TASKS:
1 - According to the Audi Q5 safety passage, how many airbags does every Q5 have?
2 - Reproduce word for word everything in the Audi Q5 safety passage from "It’s worth noting" down to "is also optional.".
3 - Using the Audi Q5 safety passage, explain why Audi's matrix LED headlamp units shut down portions of their light.

As expected the crash testing experts at Euro NCAP awarded the Audi Q5 a full five-star safety score when it was assessed.

Among the safety highlights every Q5 benefits from are LED day-running lights and tail lamps, part-time Quattro all-wheel drive (full-time on the SQ5) , cruise control, autonomous emergency braking, a pop-up bonnet for enhanced pedestrian protection, automatic lights and wipers, two Isofix child seat-mounting points in the rear seats and six airbags.

What we’re disappointed about is how much of the plethora of cutting edge safety equipment remains on the extra-cost options list.

Although S Line and SQ5 versions have full LED headlamps, Audi’s matrix LED units are extras on all models – these ones shut down portions of light so as to not dazzle oncoming cars when the main beam is switched on.

It’s worth noting that automatic main beam lighting is also extra.

Similarly, Audi’s excellent head-up display system that projects key information such as speed and sat-nav directions onto the windscreen is also optional.

INFORMATION PROVIDED:
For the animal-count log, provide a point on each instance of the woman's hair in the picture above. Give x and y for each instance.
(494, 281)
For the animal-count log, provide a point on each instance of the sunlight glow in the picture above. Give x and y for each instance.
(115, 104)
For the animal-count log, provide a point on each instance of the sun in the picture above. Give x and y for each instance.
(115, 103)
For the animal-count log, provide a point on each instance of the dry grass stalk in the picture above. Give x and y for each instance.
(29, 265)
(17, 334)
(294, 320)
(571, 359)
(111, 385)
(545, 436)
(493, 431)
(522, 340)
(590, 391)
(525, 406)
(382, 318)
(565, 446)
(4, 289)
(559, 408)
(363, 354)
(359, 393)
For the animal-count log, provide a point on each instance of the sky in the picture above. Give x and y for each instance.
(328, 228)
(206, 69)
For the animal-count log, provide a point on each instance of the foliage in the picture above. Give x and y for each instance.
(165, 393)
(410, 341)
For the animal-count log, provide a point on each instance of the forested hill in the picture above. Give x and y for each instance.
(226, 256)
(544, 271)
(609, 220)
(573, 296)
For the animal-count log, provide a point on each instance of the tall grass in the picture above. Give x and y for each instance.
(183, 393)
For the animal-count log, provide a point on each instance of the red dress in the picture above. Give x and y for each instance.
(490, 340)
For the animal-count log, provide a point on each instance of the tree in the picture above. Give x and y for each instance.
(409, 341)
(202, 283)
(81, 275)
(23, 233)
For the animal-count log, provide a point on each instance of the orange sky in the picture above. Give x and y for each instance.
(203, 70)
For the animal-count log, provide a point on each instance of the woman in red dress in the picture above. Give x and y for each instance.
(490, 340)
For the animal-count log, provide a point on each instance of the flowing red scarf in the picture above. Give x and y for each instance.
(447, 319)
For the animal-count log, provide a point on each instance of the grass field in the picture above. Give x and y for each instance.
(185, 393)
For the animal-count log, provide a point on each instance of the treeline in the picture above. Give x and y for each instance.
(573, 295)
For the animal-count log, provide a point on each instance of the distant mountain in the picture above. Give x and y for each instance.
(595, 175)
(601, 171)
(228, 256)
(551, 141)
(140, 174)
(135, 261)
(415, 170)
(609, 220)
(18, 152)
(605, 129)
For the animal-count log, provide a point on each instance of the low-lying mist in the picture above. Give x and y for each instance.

SOLUTIONS BELOW:
1 - Six.

2 -
It’s worth noting that automatic main beam lighting is also extra.

Similarly, Audi’s excellent head-up display system that projects key information such as speed and sat-nav directions onto the windscreen is also optional.

3 - They shut down portions of light so that they do not dazzle oncoming cars when the main beam is switched on.